══ PAGE TEXT ══

Most of the trip was perfectly planned in advance. Through French friends, google translate and luck we had managed to communicate with the gardeners in Paris and Brussels. Amiens had proved more tricky. We knew there were beautiful, floating market gardens there, but couldn’t find a way in: emails went unanswered, and after a hugely painful telephone conversation in my school-girl French failed to produce any leads, we decided we either give it up or just turn up and chance it. We went for chancing it.
On the map it didn’t look far, and in fact we reached the entrance to the ‘hortillages’ relatively quickly. ‘Phew’ I thought, having worn really stupid shoes, like a girl. But alas, this was just the gateway to the hortillages, which stretched for miles. The path gave glimpses into gorgeous waterside gardens, all reached via little bridges, each one with a locked gate, surrounded by spikes, with perhaps a soupcon of barbed wire for good measure. ‘Take pictures of that one, that’ll do’ I started to say, pointing at vaguely edible stuff far across the water, feeling the blisters form. I was mocked and we walked on, and on.

═══

EXERCISE 1 :: From the account of the Amiens trip, set down the words starting at "On the map it" and ending at "on, and on.".
EXERCISE 2 :: In the account of the Amiens trip, what did the travelers know Amiens had?

══ LISTED RECORDS ══

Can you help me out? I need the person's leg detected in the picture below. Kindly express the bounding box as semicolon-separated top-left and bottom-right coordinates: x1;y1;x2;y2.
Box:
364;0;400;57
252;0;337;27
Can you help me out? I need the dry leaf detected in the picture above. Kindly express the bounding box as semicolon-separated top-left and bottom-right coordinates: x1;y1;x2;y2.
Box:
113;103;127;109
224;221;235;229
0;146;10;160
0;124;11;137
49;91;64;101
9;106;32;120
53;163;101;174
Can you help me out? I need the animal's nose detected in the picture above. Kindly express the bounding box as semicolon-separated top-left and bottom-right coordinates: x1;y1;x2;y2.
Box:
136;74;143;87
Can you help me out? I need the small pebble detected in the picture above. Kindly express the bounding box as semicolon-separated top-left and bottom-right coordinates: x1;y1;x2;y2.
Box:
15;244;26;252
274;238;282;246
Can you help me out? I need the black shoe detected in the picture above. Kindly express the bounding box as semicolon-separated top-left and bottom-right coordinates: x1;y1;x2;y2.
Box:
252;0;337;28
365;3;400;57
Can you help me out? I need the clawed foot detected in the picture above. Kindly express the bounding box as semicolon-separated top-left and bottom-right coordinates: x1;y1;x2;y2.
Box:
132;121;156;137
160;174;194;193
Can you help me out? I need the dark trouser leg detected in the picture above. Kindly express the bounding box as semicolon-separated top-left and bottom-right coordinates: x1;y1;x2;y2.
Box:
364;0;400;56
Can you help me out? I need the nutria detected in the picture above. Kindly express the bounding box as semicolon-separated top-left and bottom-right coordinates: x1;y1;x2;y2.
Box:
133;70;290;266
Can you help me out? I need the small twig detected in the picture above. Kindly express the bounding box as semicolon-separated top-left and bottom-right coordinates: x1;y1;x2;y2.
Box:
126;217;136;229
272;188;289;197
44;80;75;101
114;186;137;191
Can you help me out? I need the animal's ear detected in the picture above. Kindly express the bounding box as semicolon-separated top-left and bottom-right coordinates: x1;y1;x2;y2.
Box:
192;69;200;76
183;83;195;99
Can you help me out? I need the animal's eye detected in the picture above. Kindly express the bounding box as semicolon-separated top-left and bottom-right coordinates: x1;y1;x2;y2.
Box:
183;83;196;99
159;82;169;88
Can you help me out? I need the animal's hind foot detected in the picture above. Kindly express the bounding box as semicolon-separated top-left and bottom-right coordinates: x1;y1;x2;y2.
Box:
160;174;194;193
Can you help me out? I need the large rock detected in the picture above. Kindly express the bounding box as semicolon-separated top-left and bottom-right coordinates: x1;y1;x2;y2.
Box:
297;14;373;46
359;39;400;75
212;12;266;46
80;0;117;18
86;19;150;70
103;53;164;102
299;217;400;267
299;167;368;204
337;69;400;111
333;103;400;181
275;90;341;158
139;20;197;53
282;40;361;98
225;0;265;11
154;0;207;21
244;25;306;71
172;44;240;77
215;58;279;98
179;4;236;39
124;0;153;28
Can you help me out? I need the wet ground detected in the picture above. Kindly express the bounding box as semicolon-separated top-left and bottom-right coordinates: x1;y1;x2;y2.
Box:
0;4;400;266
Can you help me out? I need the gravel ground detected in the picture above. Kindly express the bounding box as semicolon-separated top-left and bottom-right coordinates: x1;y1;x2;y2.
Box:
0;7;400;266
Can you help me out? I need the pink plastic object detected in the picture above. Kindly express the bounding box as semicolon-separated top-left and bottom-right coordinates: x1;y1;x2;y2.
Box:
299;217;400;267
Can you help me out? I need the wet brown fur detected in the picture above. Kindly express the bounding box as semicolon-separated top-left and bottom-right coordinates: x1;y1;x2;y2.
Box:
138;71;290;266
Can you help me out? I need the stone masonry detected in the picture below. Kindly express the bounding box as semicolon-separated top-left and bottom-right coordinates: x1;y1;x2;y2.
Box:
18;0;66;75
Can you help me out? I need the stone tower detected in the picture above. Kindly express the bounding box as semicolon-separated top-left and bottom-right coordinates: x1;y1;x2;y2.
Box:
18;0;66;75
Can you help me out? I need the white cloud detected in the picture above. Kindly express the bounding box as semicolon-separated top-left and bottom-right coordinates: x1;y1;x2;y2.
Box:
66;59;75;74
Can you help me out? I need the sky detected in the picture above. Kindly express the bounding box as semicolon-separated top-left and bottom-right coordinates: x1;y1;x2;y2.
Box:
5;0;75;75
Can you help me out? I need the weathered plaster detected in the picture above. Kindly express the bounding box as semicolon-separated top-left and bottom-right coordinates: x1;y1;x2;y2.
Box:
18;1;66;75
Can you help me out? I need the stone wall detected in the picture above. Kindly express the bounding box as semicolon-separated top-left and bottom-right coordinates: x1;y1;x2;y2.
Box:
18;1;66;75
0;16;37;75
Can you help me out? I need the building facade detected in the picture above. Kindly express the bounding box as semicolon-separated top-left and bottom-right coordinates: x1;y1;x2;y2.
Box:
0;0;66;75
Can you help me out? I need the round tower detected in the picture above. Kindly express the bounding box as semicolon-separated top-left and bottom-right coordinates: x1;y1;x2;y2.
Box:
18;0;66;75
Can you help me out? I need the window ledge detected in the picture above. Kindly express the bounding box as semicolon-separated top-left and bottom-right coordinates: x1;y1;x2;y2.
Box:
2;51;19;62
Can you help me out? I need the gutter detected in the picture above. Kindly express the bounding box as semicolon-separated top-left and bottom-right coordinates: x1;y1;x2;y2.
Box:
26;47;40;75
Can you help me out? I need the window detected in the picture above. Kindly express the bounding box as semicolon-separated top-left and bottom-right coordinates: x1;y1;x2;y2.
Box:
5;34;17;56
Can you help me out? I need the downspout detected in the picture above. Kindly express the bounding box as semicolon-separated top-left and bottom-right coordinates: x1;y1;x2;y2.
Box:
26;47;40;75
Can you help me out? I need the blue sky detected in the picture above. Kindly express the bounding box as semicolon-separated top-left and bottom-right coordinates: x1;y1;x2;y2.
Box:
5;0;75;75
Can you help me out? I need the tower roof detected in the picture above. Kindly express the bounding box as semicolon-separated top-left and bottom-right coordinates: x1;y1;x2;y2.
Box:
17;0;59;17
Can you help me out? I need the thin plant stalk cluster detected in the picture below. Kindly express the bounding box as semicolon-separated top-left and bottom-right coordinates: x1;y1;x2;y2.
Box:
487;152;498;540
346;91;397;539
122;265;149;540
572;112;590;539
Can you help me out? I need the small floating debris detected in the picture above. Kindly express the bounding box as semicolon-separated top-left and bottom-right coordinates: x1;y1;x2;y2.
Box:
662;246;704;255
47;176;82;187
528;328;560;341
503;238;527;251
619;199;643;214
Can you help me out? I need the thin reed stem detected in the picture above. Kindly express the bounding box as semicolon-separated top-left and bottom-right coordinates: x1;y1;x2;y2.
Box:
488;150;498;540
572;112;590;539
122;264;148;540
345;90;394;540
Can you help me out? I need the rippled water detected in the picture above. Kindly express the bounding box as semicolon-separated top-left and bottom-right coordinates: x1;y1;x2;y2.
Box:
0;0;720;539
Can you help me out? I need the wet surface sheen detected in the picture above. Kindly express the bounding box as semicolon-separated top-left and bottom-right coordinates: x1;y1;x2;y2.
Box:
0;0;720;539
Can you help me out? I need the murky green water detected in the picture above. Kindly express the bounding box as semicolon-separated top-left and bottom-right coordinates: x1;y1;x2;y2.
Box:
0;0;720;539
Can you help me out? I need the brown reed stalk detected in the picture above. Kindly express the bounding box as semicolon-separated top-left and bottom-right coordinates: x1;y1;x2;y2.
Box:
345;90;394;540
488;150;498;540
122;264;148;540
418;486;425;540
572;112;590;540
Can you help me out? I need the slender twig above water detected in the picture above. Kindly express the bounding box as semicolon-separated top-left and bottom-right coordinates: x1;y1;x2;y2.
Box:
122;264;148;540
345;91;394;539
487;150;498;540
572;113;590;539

═══

ANSWER 1 ::
On the map it didn’t look far, and in fact we reached the entrance to the ‘hortillages’ relatively quickly. ‘Phew’ I thought, having worn really stupid shoes, like a girl. But alas, this was just the gateway to the hortillages, which stretched for miles. The path gave glimpses into gorgeous waterside gardens, all reached via little bridges, each one with a locked gate, surrounded by spikes, with perhaps a soupcon of barbed wire for good measure. ‘Take pictures of that one, that’ll do’ I started to say, pointing at vaguely edible stuff far across the water, feeling the blisters form. I was mocked and we walked on, and on.

ANSWER 2 :: Beautiful, floating market gardens.